Il existe plusieurs voies par lesquelles les agents pathogènes peuvent développer une résistance aux fongicides. Le mécanisme le plus courant semble être l’altération du site cible, en particulier comme moyen de défense contre les fongicides à site unique d’action. Par exemple, le Sigatoka noir, un agent pathogène économiquement important de la banane, est résistant aux fongicides QoI, en raison d’un seul changement nucléotidique entraînant le remplacement d’un acide aminé (glycine) par un autre (alanine) dans la protéine cible des fongicides QoI, le cytochrome b. On suppose que cela perturbe la liaison du fongicide à la protéine, rendant le fongicide inefficace. La régulation à la hausse des gènes cibles peut également rendre le fongicide inefficace. Ceci est observé chez les souches résistantes au DMI de Venturia inaequalis.

La résistance aux fongicides peut également être développée par un efflux efficace du fongicide hors de la cellule. Septoria tritici a développé une résistance aux médicaments multiple en utilisant ce mécanisme. L’agent pathogène avait cinq transporteurs de type ABC avec des spécificités de substrat qui se chevauchent et qui fonctionnent ensemble pour pomper des produits chimiques toxiques hors de la cellule.

En plus des mécanismes décrits ci-dessus, les champignons peuvent également développer des voies métaboliques qui contournent la protéine cible, ou acquérir des enzymes qui permettent le métabolisme du fongicide en une substance inoffensive.

Gestion de la résistance aux fongicides

Le Comité d’action sur la résistance aux fongicides (FRAC) a plusieurs pratiques recommandées pour tenter d’éviter le développement de la résistance aux fongicides, en particulier dans les fongicides à risque, y compris les strobilurines telles que l’azoxystrobine. FRAC attribue des groupes de fongicides dans des classes où la résistance croisée est probable, généralement parce que les ingrédients actifs partagent un mode d’action commun. Le FRAC est organisé par CropLife International.

Les produits ne doivent pas toujours être utilisés isolément, mais plutôt en mélange, ou en pulvérisation alternée, avec un autre fongicide ayant un mécanisme d’action différent. La probabilité que l’agent pathogène développe une résistance est grandement diminuée par le fait que tout isolat résistant à un fongicide sera tué par l’autre; en d’autres termes, deux mutations seraient nécessaires plutôt qu’une seule. L’efficacité de cette technique peut être démontrée par le Metalaxyl, un fongicide phénylamide. Lorsqu’il est utilisé comme seul produit en Irlande pour lutter contre le mildiou de la pomme de terre (Phytophthora infestans), une résistance s’est développée en une saison de croissance. Cependant, dans des pays comme le Royaume-Uni où il n’était commercialisé que sous forme de mélange, les problèmes de résistance se développaient plus lentement.

————————

Consigne 1. Pour chacune des affirmations suivantes, dites si le texte sur la résistance aux fongicides la confirme (oui ou non), en citant les mots du texte qui tranchent. (a) La résistance du Sigatoka noir aux fongicides QoI vient de plusieurs mutations. (b) Septoria tritici possédait cinq transporteurs de type ABC. (c) En Irlande, le Metalaxyl employé seul contre le mildiou de la pomme de terre a suscité une résistance en une saison de croissance.
Consigne 2. Poursuivez le texte sur la résistance aux fongicides après sa dernière phrase.
Les données fournies plus bas forment un matériau indépendant du texte.

Données fournies.

————————

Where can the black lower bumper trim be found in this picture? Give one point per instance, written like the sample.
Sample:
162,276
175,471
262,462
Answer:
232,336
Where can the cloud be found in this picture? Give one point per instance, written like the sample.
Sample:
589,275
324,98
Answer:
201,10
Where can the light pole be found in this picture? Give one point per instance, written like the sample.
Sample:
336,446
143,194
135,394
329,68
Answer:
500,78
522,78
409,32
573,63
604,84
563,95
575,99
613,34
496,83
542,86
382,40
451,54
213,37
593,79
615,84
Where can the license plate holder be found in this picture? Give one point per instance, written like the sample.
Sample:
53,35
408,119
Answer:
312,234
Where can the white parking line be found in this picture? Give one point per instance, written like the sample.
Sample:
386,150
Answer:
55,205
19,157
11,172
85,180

————————

Réponse 1.
(a) Non : « en raison d’un seul changement nucléotidique ».
(b) Oui : « L’agent pathogène avait cinq transporteurs de type ABC ».
(c) Oui : « une résistance s’est développée en une saison de croissance ».

Réponse 2.
Les fongicides ne doivent être appliqués qu’en cas d’absolue nécessité, surtout s’ils appartiennent à un groupe à risque. L’abaissement de la quantité de fongicide dans l’environnement diminue la pression de sélection pour que la résistance se développe.

Les doses des fabricants doivent toujours être suivies. Ces doses sont normalement conçues pour offrir le bon équilibre entre le contrôle de la maladie et la limitation du risque de développement de la résistance. Des doses plus élevées augmentent la pression de sélection pour les mutations à site unique conférant une résistance, car toutes les souches, à l’exception de celles qui portent la mutation, seront éliminées, et ainsi la souche résistante se propagera. Des doses plus faibles augmentent considérablement le risque de résistance polygénique, car des souches légèrement moins sensibles au fongicide peuvent survivre.

Il est préférable d’utiliser une approche intégrée de lutte antiparasitaire pour lutter contre la maladie plutôt que de se fier uniquement aux fongicides. Cela implique l’utilisation de variétés résistantes et de pratiques hygiéniques, telles que l’élimination des tas de déchets de pommes de terre et du chaume sur lesquels l’agent pathogène peut hiverner, réduisant considérablement le titre de l’agent pathogène et donc le risque de développement de résistance aux fongicides.